◆ Provided records:
•••••
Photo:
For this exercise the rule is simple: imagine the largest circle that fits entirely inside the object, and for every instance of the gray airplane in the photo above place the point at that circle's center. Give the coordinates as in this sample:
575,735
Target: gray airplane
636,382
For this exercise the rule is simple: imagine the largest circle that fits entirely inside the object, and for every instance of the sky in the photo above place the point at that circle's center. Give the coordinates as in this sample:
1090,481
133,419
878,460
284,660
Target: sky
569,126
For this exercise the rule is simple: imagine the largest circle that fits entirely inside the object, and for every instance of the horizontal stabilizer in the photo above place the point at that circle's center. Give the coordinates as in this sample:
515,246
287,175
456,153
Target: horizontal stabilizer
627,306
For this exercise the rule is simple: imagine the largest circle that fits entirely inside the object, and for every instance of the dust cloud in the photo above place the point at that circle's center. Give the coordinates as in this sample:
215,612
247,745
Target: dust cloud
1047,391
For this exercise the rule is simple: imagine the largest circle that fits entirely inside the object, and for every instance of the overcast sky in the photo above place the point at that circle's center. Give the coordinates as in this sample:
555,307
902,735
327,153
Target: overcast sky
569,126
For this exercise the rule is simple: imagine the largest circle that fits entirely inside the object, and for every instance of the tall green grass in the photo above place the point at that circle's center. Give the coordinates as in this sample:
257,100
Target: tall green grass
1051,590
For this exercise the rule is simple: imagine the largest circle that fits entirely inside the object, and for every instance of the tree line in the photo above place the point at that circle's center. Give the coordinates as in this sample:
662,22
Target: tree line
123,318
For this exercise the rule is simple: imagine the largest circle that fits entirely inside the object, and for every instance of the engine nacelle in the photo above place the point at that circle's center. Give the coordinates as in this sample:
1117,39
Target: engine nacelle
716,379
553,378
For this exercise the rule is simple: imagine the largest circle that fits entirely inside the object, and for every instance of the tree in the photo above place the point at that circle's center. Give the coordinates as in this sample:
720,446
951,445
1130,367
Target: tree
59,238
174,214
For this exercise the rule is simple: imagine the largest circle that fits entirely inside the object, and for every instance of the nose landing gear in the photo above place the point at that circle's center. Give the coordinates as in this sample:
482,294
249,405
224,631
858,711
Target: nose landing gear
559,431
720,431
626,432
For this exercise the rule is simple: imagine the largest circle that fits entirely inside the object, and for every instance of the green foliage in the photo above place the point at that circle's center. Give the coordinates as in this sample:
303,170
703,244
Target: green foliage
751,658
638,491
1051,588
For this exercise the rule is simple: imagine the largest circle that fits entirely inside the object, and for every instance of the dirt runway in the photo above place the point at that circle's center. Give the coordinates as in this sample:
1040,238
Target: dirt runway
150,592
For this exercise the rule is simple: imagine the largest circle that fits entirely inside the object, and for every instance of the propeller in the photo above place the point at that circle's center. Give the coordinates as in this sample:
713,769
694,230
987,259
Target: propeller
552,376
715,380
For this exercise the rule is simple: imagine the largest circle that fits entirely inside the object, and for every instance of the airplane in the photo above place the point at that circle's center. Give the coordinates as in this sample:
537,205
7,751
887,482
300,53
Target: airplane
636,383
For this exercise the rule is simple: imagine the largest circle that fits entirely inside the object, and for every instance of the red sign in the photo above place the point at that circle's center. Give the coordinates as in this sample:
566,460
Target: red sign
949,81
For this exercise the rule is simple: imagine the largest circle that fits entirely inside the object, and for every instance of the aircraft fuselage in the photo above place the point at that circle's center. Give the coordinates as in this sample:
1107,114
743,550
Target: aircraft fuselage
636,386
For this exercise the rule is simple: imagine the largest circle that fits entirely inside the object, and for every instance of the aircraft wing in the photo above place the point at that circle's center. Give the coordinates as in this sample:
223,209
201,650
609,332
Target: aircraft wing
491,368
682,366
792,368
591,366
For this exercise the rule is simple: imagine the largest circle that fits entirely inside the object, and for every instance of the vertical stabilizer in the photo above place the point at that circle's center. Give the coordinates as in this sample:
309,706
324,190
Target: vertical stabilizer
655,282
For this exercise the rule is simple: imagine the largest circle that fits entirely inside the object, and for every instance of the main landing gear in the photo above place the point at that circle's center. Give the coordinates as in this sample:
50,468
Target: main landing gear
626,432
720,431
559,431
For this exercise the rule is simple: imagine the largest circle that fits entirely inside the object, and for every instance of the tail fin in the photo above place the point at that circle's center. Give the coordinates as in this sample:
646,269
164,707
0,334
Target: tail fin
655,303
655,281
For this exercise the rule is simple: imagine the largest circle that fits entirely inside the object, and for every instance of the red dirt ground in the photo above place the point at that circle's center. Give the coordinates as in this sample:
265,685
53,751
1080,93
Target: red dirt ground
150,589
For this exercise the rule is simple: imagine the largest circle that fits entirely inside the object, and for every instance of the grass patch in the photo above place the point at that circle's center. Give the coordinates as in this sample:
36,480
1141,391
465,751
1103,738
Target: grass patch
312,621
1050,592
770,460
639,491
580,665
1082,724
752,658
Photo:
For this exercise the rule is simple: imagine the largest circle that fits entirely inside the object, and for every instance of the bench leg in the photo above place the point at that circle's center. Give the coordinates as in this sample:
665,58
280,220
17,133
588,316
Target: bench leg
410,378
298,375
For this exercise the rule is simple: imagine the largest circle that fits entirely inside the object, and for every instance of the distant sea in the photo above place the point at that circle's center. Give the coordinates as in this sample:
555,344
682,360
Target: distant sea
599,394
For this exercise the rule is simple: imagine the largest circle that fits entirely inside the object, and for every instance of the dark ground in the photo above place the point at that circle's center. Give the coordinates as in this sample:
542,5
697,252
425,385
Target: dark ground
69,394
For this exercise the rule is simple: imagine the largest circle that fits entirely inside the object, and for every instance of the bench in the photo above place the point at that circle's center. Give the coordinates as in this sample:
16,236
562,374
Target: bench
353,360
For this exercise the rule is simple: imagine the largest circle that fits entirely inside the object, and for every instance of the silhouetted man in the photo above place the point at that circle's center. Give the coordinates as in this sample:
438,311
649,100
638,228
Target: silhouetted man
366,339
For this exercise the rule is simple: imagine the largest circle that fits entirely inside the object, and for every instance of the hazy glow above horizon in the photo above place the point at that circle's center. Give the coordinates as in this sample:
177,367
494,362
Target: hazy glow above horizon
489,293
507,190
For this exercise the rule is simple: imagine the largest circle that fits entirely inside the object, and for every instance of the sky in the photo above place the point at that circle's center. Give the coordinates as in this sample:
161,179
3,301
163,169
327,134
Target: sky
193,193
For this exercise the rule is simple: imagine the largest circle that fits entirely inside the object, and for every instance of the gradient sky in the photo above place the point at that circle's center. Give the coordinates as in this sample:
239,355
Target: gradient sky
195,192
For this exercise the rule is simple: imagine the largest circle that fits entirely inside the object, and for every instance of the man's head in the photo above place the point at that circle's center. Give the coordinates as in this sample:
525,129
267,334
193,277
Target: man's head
•••••
Repeat exactly the lines from the one containing "of the man's" to the end of the records.

◆ Solution to this problem:
For this exercise the rule is simple: imagine the largest circle that fits entirely inside the object, and for every instance of the man's head in the photo above place the point at that circle's center. Give the coordinates as in this sample:
525,129
267,334
193,277
Target: man's head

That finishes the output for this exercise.